• [TEXTO CITADO]

Más yo que el yo es la palabra.

Pero nada de esto es posible a no ser que cada uno seamos algo más y diferente de las palabras del diálogo. Yo soy mis palabras —que son más yo que yo mismo— y, además, soy también algo distinto. Algo menos yo que yo mismo, que surjo de la inadecuada identificación—gracias a las palabras— entre las palabras y este factor subidéntico, si también se me permite esta otra expresión.

Desde luego, otras identidades no tienen este aspecto ni se dejan pensar con este modelo. La piedra es ella misma sin palabras, sin examen, sin identificación inadecuada de ella consigo misma a través de las palabras y sobre la base de dos factores, de los cuales uno deba llamarse supraidéntico y el otro deba llamarse, en correspondencia, subidéntico. Es la identidad del hombre la única que presenta esta tensión, este dinamismo interior irremediable. Hasta el punto de que, en sentido literal, una vida sin examen, sin diálogo, sin filosofía, sin autoidentificación inadecuada según las palabras y lo otro que las palabras, no es vivible para el hombre. O el hombre deja de ser tal, o es ya interlocutor en un diálogo. Sin examen, sin filosofía, sin diálogo, sólo hay vida biológica, pero no vida humana.

¿Qué puede ser ese factor que sobre todo se pone a examen a la luz de la palabra que soy yo y soy más yo que yo mismo? ¿Cómo puede retraerse del diálogo un hombre alguna vez? ¿O es que en realidad no se aparta nunca un hombre del diálogo, de modo que cada una de las acciones de su vida propiamente humana es tanto un acto como un acto de diálogo? Pero ¿es que entonces toda forma de vida propiamente humana es ya de suyo filosofía? ¿No es más bien la filosofía, como testimonia la peculiar vida de Sócrates, una forma poco frecuente de la existencia del hombre, pero tan valiosa que debe practicarse aun a riesgo de morir juzgado injustamente por el tribunal?

Cabe también la posibilidad de que hayamos exagerado en la confianza que merecen las afirmaciones de Sócrates. Nos hemos dejado llevar por las consecuencias de ellas hasta este punto, que a muchos se les antojará lejano y arduo, pero que se sigue sin duda sencillamente de lo que proclamó Sócrates ante su tribunal.

Por una parte, parece que sería muy necesario preguntar a Sócrates acerca de qué es este examen perenne y universal que realiza el diálogo en que la filosofía consiste; pero en realidad la respuesta está ya dada. Si es examen de mí mismo, sea yo el que pregunta, el que responde o el que asiste en silencio, es que las palabras resultan capaces de juzgar, desde mí mismo, lo que soy realmente. El examen lo es de mi identidad, de mi mismidad.

• [Registros de una fuente de datos]
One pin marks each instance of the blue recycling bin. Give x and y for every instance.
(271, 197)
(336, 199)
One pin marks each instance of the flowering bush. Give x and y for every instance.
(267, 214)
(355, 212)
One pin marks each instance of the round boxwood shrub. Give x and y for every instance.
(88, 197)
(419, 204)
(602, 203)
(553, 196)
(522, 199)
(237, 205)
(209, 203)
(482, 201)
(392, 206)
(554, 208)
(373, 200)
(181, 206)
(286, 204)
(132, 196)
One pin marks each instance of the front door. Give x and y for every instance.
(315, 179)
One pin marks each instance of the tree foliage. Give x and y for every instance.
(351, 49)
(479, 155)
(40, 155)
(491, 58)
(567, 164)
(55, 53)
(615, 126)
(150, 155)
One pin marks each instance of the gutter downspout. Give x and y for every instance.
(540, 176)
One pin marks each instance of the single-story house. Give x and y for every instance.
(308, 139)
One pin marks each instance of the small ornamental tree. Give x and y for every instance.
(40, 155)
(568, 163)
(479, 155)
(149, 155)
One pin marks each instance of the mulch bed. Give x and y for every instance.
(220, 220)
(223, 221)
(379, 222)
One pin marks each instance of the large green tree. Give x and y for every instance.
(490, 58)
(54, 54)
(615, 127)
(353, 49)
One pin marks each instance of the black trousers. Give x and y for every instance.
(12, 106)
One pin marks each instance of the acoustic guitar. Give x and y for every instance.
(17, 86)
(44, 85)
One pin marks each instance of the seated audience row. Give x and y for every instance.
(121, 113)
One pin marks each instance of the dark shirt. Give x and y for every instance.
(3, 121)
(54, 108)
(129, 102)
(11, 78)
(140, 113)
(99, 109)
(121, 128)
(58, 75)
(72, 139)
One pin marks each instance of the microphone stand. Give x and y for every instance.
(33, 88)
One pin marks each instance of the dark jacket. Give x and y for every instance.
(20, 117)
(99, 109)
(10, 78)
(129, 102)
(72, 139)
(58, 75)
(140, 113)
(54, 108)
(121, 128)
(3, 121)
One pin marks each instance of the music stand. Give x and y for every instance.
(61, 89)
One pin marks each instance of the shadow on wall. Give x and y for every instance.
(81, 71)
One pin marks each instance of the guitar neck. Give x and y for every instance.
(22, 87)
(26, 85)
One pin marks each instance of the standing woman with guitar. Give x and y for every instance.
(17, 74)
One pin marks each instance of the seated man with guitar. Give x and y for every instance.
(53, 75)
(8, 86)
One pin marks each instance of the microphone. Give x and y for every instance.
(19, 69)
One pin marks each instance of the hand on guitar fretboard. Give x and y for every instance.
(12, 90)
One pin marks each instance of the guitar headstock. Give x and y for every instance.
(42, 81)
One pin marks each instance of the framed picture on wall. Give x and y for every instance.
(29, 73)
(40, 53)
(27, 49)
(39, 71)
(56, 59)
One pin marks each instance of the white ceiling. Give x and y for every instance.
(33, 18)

• [TAREAS ESCRITAS]
**A)** Según el texto sobre la identidad y la palabra, ¿qué hay cuando faltan el examen, la filosofía y el diálogo?
**B)** Transcribe literalmente el pasaje del texto sobre la identidad y la palabra que comienza en las palabras "Por una parte, parece" y termina después de "de mi mismidad.".
Los registros son un material independiente del texto.

• [RESPUESTAS]
**A)** Solo hay vida biológica, pero no vida humana.

**B)**
Por una parte, parece que sería muy necesario preguntar a Sócrates acerca de qué es este examen perenne y universal que realiza el diálogo en que la filosofía consiste; pero en realidad la respuesta está ya dada. Si es examen de mí mismo, sea yo el que pregunta, el que responde o el que asiste en silencio, es que las palabras resultan capaces de juzgar, desde mí mismo, lo que soy realmente. El examen lo es de mi identidad, de mi mismidad.